理解の確認:
A - 複雑困難事例と地域力についての本文のうち、「また複雑困難事例に対応する医」から「性がむずかしくなるでしょう。」までの部分を、「医療者」を「支援者」に変えて書き直してください。
B - 複雑困難事例と地域力についての本文を、最後の文の続きから書き進めてください。

++++ 本文 ++++

複雑困難事例により地域力は上昇する

 複雑困難事例は、しばしば問題解決が困難で、予想外の要因が途中で絡まりながら。見守るしかないという帰結になる場合があります。かかわったさまざまな職種の人たちは、ある意味敗北感や無力感に陥ることもあります。しかし、スタッフで、時には対象となるクライアントや家族を含めて、対話し、議論し、計画を立て、実行し、振り返り、そしてまた同じサイクルを繰り返すことは、チーム力を確実に上昇させます。そして、チーム力が上がったということは、イコール地域の力が上がったことと同意です。ここが、地域医療の広がりの重要な要素で、施設の枠にとどまらない影響を生じます。

 また複雑困難事例に対応する医療者は、同時に複雑度の低い、予後良好で、よくコミュニケーションがとれて、ケアしていて逆にこちらがいわば「癒される」ような患者層を同時に診ている状況をつくることが必要です。それにより困難な事例に対応できるのです。すべての仕事の時間が困難事例で占められてしまうようでは、むしろチームの継続性がむずかしくなるでしょう。

++++ 項目一覧 ++++

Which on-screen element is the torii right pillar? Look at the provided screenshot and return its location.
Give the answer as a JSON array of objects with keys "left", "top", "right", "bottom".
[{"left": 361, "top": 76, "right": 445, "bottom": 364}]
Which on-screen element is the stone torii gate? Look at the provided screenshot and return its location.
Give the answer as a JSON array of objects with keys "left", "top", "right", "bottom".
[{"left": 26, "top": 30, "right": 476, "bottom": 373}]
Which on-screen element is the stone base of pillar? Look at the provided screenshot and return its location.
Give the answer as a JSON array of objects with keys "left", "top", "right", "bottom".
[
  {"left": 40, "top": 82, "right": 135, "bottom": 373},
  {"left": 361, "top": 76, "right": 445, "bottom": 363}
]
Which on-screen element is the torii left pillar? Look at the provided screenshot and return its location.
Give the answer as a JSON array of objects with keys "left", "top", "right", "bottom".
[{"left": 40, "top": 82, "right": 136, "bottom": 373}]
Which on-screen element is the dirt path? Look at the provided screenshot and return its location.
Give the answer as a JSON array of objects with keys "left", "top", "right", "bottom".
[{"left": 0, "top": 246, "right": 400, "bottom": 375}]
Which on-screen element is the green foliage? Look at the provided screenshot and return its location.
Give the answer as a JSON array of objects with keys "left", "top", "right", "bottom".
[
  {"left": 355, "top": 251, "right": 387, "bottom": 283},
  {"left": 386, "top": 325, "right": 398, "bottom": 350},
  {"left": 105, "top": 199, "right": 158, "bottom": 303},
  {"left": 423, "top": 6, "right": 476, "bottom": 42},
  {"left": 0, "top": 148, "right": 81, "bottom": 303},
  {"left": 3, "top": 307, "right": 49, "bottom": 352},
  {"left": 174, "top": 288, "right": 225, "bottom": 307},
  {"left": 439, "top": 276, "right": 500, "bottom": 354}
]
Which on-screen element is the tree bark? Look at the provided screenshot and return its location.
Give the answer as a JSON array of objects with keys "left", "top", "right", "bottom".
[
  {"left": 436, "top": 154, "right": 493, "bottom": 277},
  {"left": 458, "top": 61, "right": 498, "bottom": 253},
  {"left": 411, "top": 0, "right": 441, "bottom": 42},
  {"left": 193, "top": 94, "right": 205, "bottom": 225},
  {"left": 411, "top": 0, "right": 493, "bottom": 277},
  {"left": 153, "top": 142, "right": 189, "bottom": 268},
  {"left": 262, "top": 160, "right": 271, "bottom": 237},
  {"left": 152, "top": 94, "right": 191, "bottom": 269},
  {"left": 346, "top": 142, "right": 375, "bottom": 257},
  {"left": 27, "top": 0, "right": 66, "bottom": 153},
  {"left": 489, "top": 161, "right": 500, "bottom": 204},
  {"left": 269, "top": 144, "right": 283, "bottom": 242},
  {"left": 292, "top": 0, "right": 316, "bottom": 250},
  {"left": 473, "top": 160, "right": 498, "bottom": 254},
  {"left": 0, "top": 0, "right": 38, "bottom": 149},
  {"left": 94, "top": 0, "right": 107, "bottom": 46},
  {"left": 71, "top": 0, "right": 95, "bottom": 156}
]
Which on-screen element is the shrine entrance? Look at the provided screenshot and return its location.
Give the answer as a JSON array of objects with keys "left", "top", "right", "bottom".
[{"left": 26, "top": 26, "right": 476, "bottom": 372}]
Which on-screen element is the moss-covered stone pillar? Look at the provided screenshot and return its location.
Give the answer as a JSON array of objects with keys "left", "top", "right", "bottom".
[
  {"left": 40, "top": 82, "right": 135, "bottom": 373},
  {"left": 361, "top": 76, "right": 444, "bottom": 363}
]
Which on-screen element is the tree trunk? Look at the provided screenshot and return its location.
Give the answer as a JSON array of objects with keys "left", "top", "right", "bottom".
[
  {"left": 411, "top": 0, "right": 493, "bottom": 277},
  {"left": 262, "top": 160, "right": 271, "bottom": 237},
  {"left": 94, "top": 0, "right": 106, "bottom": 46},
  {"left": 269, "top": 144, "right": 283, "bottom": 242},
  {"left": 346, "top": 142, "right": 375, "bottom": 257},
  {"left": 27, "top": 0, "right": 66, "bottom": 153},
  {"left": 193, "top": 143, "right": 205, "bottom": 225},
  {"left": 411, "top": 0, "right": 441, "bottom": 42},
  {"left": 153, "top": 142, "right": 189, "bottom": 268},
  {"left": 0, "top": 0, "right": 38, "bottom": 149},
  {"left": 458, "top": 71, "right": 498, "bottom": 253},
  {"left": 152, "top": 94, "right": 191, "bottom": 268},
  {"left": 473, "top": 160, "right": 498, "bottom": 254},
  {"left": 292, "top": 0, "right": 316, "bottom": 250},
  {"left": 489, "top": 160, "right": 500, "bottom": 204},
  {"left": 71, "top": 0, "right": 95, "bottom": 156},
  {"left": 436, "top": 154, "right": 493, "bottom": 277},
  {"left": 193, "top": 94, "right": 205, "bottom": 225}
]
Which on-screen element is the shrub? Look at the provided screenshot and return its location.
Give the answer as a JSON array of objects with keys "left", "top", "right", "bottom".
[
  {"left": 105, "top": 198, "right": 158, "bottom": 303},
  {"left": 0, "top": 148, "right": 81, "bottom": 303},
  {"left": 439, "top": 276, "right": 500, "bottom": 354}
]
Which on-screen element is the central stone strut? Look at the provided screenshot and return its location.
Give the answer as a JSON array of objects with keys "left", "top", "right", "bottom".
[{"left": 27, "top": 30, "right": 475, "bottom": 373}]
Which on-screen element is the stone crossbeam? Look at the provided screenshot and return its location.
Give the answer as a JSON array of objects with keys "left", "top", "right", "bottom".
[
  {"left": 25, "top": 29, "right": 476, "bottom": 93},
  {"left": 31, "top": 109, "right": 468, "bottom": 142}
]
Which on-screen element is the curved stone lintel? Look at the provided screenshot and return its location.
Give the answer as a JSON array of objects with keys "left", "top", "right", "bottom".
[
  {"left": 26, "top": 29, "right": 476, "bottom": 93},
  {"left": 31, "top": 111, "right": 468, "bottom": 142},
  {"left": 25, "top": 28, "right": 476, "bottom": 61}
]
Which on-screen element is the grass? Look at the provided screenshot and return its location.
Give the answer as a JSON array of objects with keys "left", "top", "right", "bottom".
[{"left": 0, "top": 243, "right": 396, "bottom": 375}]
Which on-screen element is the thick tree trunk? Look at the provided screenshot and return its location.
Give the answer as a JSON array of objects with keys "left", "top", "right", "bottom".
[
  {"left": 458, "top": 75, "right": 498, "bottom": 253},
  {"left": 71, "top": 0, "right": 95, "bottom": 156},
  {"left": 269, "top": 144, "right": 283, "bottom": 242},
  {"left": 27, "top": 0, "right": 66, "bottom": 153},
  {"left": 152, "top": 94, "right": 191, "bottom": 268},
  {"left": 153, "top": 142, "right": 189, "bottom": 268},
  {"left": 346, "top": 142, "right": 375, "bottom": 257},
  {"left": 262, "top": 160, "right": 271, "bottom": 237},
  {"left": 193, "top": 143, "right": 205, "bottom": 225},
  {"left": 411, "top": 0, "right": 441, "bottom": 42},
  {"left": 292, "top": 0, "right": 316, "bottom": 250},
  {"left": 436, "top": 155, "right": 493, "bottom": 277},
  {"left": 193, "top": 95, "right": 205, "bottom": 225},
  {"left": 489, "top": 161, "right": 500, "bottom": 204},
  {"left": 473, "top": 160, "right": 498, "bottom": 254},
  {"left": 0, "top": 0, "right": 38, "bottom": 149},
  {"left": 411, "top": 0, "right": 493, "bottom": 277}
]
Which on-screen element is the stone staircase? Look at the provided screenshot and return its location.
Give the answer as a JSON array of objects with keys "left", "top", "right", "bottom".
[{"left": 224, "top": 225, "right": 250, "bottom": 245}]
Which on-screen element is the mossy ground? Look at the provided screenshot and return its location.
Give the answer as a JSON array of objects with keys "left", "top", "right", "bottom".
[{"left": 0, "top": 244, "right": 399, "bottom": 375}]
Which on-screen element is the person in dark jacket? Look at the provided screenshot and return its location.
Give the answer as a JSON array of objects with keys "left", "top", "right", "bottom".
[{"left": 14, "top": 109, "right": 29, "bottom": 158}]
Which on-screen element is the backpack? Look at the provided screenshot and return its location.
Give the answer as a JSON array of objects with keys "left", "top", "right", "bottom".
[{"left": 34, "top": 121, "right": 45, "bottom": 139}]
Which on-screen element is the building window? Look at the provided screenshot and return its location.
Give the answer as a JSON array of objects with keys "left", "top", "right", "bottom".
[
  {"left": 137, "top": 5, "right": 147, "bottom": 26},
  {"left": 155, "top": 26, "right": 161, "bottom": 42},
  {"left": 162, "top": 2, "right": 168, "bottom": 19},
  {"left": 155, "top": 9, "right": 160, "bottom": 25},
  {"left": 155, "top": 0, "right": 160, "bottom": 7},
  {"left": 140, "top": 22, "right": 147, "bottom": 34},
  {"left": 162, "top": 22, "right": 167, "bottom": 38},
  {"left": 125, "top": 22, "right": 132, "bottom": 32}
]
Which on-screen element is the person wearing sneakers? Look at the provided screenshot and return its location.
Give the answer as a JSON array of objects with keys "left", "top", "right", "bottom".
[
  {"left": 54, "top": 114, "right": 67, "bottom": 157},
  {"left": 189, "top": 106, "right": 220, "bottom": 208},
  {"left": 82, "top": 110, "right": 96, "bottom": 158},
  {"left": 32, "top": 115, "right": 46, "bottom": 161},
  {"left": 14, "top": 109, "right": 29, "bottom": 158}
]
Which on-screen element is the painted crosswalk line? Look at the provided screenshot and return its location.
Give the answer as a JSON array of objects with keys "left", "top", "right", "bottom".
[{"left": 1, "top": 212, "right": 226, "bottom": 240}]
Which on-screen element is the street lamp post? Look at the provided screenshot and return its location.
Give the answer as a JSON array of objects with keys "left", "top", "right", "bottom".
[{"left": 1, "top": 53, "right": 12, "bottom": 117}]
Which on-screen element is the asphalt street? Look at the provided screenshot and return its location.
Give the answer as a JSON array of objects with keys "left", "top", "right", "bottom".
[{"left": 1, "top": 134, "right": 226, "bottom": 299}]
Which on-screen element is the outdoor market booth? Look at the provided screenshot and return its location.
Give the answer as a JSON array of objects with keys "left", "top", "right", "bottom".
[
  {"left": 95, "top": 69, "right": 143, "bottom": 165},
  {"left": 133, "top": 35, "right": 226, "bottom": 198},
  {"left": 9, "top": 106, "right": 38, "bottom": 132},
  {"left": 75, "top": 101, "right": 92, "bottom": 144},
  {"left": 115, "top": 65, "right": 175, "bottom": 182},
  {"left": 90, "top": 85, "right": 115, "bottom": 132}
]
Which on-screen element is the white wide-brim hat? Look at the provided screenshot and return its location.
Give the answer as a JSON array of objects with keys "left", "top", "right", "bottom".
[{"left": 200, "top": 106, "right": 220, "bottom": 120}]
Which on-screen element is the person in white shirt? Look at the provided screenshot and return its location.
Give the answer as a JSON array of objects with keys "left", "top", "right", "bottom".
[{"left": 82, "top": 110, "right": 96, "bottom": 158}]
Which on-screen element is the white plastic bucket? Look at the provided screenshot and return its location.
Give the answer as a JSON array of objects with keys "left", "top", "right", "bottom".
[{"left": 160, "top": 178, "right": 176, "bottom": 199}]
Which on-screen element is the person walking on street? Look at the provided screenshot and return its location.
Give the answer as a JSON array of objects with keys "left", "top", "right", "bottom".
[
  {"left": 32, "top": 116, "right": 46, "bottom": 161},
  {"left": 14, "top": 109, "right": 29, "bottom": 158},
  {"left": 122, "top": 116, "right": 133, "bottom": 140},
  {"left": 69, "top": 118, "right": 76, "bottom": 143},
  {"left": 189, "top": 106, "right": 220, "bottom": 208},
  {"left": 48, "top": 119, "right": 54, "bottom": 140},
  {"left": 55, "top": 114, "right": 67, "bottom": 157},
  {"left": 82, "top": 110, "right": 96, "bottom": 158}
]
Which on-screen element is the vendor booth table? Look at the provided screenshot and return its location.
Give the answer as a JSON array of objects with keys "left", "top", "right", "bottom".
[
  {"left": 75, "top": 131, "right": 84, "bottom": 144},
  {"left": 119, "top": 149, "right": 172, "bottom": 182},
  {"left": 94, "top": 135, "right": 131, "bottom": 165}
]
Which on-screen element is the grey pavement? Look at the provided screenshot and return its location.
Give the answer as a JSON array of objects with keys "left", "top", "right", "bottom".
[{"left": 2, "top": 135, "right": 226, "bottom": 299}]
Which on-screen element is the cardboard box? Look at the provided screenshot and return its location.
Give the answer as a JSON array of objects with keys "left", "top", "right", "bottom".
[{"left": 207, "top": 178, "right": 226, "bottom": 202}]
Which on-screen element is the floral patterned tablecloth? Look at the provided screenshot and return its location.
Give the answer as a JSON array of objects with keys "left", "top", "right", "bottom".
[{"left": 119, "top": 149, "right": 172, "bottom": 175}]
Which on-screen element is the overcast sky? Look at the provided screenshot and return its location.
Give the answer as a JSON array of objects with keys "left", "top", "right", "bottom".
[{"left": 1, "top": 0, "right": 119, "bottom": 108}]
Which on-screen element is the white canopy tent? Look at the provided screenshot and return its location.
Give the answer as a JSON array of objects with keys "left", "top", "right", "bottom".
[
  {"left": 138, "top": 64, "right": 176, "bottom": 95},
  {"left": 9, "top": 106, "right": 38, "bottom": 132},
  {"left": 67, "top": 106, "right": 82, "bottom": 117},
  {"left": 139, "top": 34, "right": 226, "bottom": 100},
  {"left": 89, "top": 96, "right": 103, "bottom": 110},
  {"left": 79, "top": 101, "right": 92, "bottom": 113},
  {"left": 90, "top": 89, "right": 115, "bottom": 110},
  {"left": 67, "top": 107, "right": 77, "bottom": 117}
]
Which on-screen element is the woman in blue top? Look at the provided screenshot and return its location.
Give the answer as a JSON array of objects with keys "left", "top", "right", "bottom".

++++

解答例:
A -
また複雑困難事例に対応する支援者は、同時に複雑度の低い、予後良好で、よくコミュニケーションがとれて、ケアしていて逆にこちらがいわば「癒される」ような患者層を同時に診ている状況をつくることが必要です。それにより困難な事例に対応できるのです。すべての仕事の時間が困難事例で占められてしまうようでは、むしろチームの継続性がむずかしくなるでしょう。

B -
 有り体に言えば、軽い患者さんをたくさん診て、比較的少ない数の複雑困難な事例に取り組むという状況は、地域のprimary careの場にあります。あるいはそれを家庭医診療所と言い換えてもいいと思います。だから、大学病院のジェネラリスト部門の外来がcomplex casesが主体とするならば、複雑度の低い軽い患者さんをたくさんみる場をどこかに確保すべきなのです。